:: EXERCISE TASK 1 ::
Answer these questions from the profile of the potter:
(a) What are her favorite things to make?
(b) In what year did the Newberry Arts Center begin?
(c) The arts center is a division of which city department?
:: EXERCISE TASK 2 ::
Can you echo the part of the profile of the potter that starts with "It began with" and goes on through "not in use."?

A Passion for the Arts

Posted On September 27, 2021

Potter Marguerite Palmer seeks to enhance community through the arts

By Kathy Pettit

It began with the clay.

“I love carving into clay,” says Marguerite. “It is exhilarating to see how the glaze melts into the spaces carved and enhances the marks and lines made by my hands and carving tools.”

Her preferred creations have practical and aesthetic uses. “My favorite things to make are bowls, mugs, platters, and – more bowls,” she says. “I like to use my pottery every day, and I love seeing other folks use my pieces to serve food or as a centerpiece.” Her platters serve nicely as art on the walls or on tables filled with flowers or fruit when not in use.  

Often, you’ll find the Newberry resident at the Newberry Arts Center, an offering to the town which was years in the making. “We began the NAC in 2014 with summer arts camps and watercolor classes,” Marguerite says. “In less than a year, a strong arts program was created which provides quality arts experiences to all.” As a division of the city’s Parks, Recreation, and Tourism Department, the mission is to find ways to help create current and future arts patrons. It’s working.

Boundary annotation records
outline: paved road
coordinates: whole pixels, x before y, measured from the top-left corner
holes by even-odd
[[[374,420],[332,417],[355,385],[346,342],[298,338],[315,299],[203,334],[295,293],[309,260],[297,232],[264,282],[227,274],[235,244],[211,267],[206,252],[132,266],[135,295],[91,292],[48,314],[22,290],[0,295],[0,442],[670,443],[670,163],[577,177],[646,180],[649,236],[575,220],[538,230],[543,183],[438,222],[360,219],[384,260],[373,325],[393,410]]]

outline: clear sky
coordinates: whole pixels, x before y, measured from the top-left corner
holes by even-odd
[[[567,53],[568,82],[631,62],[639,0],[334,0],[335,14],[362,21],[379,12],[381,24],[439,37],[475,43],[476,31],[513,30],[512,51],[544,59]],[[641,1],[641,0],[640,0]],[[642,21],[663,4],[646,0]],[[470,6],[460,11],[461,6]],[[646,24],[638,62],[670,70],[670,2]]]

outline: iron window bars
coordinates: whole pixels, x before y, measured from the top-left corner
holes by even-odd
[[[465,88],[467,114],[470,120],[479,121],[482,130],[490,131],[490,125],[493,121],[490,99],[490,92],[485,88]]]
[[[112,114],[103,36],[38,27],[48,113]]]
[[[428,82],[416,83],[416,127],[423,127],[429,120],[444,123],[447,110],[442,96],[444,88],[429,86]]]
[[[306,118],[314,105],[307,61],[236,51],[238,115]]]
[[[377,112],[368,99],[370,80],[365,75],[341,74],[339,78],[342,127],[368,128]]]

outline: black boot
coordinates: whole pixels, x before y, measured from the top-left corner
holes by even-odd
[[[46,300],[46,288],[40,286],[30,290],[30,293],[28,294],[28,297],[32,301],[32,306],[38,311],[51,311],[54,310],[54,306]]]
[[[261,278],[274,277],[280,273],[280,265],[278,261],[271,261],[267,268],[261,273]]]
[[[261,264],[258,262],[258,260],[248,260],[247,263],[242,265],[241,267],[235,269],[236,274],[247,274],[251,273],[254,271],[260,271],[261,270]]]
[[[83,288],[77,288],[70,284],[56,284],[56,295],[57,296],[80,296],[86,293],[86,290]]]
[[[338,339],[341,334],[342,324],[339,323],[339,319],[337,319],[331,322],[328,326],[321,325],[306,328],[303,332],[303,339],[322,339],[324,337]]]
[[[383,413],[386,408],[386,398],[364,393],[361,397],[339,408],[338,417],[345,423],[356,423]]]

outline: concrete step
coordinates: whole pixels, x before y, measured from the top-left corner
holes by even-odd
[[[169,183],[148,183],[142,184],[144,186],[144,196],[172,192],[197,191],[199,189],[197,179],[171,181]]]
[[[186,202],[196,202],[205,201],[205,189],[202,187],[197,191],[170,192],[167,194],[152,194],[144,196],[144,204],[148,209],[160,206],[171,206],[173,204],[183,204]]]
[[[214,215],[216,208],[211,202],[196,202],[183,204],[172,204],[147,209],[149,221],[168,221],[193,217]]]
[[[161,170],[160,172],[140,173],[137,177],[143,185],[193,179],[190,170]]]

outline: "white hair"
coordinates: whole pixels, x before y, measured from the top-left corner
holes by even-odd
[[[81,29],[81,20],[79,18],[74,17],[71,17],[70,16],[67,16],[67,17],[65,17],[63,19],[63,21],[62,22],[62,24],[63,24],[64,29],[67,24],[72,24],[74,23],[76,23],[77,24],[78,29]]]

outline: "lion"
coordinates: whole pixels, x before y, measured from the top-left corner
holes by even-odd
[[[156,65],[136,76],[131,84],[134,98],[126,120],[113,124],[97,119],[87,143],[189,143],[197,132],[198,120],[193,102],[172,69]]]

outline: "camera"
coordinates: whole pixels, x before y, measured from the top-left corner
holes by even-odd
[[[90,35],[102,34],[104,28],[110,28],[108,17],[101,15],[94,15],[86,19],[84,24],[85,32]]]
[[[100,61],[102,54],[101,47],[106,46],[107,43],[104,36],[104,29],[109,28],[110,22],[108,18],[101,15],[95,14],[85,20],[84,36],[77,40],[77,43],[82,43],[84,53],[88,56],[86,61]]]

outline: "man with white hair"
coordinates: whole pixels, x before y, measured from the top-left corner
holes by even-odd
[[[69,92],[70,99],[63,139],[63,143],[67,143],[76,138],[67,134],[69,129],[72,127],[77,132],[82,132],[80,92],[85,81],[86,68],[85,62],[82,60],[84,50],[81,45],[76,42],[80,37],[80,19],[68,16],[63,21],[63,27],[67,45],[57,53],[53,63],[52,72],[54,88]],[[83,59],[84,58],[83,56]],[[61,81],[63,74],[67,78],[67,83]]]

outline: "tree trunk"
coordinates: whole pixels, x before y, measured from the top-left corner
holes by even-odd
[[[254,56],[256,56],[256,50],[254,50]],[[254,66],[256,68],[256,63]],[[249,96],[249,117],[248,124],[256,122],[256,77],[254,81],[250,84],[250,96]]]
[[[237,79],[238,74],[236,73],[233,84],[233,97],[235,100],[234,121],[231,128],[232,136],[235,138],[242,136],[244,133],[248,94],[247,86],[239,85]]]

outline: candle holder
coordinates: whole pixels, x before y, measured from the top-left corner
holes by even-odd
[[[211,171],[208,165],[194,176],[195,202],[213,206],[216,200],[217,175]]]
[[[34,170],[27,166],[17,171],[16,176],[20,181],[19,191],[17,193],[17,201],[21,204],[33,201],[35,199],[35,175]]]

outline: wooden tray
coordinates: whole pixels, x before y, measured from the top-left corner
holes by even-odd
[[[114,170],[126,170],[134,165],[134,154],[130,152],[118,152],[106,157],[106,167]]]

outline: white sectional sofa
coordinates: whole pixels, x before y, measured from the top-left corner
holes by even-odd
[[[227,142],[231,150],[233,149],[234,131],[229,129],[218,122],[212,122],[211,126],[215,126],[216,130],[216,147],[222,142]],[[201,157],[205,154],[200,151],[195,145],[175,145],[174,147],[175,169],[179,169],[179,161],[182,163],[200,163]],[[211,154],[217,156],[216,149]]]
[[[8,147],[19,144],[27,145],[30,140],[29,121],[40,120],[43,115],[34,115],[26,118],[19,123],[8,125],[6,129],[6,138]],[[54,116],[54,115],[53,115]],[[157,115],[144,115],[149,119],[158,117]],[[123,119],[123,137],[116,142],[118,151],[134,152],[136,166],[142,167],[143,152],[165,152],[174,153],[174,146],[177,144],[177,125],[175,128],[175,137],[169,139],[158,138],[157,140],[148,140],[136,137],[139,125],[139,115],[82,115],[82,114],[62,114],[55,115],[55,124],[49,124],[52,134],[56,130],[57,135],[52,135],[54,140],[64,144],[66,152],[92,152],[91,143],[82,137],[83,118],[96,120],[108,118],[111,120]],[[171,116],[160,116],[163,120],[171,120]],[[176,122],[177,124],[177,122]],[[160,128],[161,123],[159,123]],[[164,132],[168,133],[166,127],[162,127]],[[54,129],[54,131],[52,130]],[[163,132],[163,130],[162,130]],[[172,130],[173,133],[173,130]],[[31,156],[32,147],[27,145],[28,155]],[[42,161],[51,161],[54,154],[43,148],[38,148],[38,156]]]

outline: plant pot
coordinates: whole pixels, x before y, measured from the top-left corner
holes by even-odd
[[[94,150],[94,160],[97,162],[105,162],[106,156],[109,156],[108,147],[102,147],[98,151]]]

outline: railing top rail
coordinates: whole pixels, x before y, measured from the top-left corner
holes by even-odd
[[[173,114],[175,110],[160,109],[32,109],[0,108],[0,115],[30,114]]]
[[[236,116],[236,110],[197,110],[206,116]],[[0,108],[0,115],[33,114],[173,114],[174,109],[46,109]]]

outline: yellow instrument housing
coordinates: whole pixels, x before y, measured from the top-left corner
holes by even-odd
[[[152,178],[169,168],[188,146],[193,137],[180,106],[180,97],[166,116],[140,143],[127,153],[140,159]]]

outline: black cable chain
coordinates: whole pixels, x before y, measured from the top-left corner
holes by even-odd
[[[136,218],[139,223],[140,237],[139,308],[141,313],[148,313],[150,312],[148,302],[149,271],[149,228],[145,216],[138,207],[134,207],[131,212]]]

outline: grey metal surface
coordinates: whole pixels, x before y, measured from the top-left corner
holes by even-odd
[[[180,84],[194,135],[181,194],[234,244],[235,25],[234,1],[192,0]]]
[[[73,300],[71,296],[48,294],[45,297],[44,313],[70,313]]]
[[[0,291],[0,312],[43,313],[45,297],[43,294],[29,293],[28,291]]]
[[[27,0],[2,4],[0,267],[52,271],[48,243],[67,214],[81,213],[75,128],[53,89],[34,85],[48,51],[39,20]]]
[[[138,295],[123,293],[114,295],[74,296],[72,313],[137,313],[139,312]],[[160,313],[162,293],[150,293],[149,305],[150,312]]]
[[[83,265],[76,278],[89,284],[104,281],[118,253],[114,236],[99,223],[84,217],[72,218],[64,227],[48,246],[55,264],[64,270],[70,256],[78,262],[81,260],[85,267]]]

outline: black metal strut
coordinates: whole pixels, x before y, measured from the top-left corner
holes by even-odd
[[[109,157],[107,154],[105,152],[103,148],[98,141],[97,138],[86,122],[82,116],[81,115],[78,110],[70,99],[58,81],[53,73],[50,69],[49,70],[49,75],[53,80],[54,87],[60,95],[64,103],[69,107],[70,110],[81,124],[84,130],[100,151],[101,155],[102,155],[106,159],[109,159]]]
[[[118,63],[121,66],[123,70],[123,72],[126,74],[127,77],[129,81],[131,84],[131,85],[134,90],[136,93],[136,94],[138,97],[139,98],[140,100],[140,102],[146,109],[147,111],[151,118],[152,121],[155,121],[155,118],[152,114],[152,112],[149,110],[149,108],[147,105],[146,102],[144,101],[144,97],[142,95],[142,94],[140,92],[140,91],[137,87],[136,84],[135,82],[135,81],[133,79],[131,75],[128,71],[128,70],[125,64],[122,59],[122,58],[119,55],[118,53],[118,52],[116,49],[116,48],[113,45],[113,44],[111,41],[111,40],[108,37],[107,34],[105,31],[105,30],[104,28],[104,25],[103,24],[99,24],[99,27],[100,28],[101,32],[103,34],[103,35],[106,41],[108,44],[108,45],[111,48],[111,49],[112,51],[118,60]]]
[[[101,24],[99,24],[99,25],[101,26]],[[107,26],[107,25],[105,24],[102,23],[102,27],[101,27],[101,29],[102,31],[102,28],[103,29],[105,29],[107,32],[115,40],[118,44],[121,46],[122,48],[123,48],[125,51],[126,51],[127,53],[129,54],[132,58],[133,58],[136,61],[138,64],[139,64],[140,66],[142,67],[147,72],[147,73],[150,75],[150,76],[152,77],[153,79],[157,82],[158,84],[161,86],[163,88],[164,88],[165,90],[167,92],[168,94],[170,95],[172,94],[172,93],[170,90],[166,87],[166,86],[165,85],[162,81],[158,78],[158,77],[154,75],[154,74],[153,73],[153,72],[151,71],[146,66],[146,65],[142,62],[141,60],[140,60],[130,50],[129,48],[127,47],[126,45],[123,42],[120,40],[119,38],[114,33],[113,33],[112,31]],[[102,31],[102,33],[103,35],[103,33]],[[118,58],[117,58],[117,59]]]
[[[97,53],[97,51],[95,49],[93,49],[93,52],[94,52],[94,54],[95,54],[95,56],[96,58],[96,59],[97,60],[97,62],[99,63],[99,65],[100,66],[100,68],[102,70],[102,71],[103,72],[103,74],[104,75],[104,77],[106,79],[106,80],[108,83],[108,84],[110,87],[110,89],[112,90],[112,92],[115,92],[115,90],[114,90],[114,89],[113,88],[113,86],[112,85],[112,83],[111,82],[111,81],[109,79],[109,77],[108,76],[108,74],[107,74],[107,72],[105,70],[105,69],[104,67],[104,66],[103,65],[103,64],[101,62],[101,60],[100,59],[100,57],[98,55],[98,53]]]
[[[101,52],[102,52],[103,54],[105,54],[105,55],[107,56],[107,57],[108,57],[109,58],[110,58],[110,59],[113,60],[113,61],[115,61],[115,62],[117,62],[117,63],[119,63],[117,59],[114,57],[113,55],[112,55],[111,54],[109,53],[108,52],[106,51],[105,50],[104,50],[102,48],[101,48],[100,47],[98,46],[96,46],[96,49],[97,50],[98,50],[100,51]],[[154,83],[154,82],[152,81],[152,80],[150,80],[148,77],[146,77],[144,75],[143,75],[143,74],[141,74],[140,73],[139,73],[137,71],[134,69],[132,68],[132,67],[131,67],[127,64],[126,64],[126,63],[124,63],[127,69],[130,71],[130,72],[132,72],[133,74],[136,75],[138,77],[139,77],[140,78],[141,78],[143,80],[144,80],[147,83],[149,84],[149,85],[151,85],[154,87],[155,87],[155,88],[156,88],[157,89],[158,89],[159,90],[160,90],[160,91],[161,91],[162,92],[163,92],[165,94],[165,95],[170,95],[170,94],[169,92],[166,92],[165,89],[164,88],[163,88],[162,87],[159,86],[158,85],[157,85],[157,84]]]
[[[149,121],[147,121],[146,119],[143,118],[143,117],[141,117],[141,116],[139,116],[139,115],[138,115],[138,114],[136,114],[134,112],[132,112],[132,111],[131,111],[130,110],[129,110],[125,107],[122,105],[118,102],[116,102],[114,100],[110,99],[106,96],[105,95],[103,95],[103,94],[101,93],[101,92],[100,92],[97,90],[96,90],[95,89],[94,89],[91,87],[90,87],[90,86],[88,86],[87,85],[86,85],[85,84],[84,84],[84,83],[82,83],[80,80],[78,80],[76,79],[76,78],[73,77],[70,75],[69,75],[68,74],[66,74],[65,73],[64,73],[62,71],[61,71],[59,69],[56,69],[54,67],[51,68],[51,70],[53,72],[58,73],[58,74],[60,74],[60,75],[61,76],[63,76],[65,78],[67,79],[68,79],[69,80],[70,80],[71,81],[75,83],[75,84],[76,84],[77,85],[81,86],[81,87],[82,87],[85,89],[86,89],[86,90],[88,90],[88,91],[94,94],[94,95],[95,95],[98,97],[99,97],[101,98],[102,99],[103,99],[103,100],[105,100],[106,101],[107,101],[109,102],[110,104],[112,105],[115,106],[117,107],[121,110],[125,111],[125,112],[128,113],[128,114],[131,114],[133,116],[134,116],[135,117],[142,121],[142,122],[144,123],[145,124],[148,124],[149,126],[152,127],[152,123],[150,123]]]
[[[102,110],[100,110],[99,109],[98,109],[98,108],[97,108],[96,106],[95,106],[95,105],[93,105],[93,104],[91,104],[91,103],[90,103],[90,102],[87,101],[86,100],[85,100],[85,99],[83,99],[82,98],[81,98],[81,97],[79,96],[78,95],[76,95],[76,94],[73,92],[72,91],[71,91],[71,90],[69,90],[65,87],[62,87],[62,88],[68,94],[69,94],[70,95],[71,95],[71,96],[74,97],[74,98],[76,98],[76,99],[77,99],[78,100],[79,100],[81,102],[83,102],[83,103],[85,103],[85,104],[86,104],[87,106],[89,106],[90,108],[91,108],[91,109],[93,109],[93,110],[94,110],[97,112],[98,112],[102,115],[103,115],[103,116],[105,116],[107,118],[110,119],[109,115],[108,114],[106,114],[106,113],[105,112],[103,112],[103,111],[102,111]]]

:: TASK SOLUTION 1 ::
(a) Bowls, mugs, platters, and more bowls.
(b) 2014.
(c) The Parks, Recreation, and Tourism Department.

:: TASK SOLUTION 2 ::
It began with the clay.

“I love carving into clay,” says Marguerite. “It is exhilarating to see how the glaze melts into the spaces carved and enhances the marks and lines made by my hands and carving tools.”

Her preferred creations have practical and aesthetic uses. “My favorite things to make are bowls, mugs, platters, and – more bowls,” she says. “I like to use my pottery every day, and I love seeing other folks use my pieces to serve food or as a centerpiece.” Her platters serve nicely as art on the walls or on tables filled with flowers or fruit when not in use.